:: WHAT IS BEING ASKED ::
Each line of the material is to be written out exactly.

:: DATA IN THIS EXERCISE ::

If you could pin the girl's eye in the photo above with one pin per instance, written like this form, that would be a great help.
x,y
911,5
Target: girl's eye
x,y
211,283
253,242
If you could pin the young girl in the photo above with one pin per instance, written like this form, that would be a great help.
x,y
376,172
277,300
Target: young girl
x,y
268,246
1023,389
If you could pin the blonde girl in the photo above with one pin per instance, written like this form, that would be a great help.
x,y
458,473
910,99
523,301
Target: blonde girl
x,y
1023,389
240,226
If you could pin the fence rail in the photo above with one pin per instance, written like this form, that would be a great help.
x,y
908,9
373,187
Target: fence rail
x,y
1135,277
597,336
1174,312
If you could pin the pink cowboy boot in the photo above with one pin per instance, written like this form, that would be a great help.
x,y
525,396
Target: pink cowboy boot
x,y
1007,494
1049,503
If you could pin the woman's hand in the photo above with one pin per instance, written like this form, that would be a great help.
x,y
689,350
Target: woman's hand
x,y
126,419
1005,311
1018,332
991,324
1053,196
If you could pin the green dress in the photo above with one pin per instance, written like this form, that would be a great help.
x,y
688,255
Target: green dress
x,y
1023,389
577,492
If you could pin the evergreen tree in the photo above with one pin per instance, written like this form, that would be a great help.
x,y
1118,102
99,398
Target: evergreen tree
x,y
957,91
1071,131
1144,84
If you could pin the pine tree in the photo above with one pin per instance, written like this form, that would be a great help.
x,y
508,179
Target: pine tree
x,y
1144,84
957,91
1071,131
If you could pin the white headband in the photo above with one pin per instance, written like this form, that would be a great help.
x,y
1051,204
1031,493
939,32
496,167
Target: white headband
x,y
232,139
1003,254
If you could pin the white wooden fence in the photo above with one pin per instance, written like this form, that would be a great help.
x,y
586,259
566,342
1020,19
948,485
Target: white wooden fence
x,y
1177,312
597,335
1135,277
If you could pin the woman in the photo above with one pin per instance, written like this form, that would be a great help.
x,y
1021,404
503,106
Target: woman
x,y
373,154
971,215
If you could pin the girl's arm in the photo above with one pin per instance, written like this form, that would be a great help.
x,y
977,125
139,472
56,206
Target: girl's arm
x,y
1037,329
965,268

:: OUTPUT FOR THIS TASK ::
If you could pin the girl's eye in the photo above with one pin per instance, written like this form, that would be a great help.
x,y
911,5
Target: girl's eye
x,y
211,283
253,242
If you could pin the young girl in the photo above with one pin per instance, written like this form, that would be a great help.
x,y
376,172
277,300
Target: young girl
x,y
268,246
1023,389
If you could pin the blonde girl in the photo above with one pin per instance, written like this form, that would be a great help.
x,y
458,473
910,99
523,301
Target: blonde girl
x,y
1023,389
240,226
If you could pin the fence rail in the photo above with one pin per instance, written like this form, that would be a great help.
x,y
908,9
373,187
Target: fence rail
x,y
1135,277
597,336
1174,312
If you could pin the pink cowboy boot in the photo above with one pin per instance, written like this form, that would be a great help.
x,y
525,396
Target: pink cowboy boot
x,y
1007,494
1049,503
If you could pin the woman's hand in the photo above with one pin per instance, written like this form, that would be a great help.
x,y
689,350
Target: woman's hand
x,y
126,419
1005,311
1018,332
991,324
1053,196
If you could pin the green dress in the photo above with one pin per instance, written like this form, that would be a great help.
x,y
688,255
Target: green dress
x,y
1023,389
577,492
If you could pin the evergreen tree in the photo above with one pin per instance, written like this form, that would be a great help.
x,y
1118,102
99,398
Target: evergreen tree
x,y
957,91
1071,131
1144,84
If you could pin the pine tree in the photo above with one pin per instance, written like this form, that would be a great help.
x,y
508,179
Target: pine tree
x,y
1144,84
957,91
1071,131
If you could pin the white headband in the photo above with one pin per instance, written like this form, that would be a great help.
x,y
1051,204
1031,493
939,32
496,167
Target: white headband
x,y
232,139
1003,254
If you could pin the white wooden fence in the photo above with one pin per instance, written like this form, that would be a great help.
x,y
586,259
566,342
1020,19
948,485
Target: white wooden fence
x,y
1177,312
597,335
1135,277
If you could pin the woman in the photo above with one pin per instance, written like this form, that would be a great help.
x,y
1021,404
503,106
Target: woman
x,y
373,154
971,215
If you could pin the girl's arm in the photo above with one pin per instance, written like this form, that would be a great help.
x,y
977,125
139,472
56,206
Target: girl's arm
x,y
1037,329
965,268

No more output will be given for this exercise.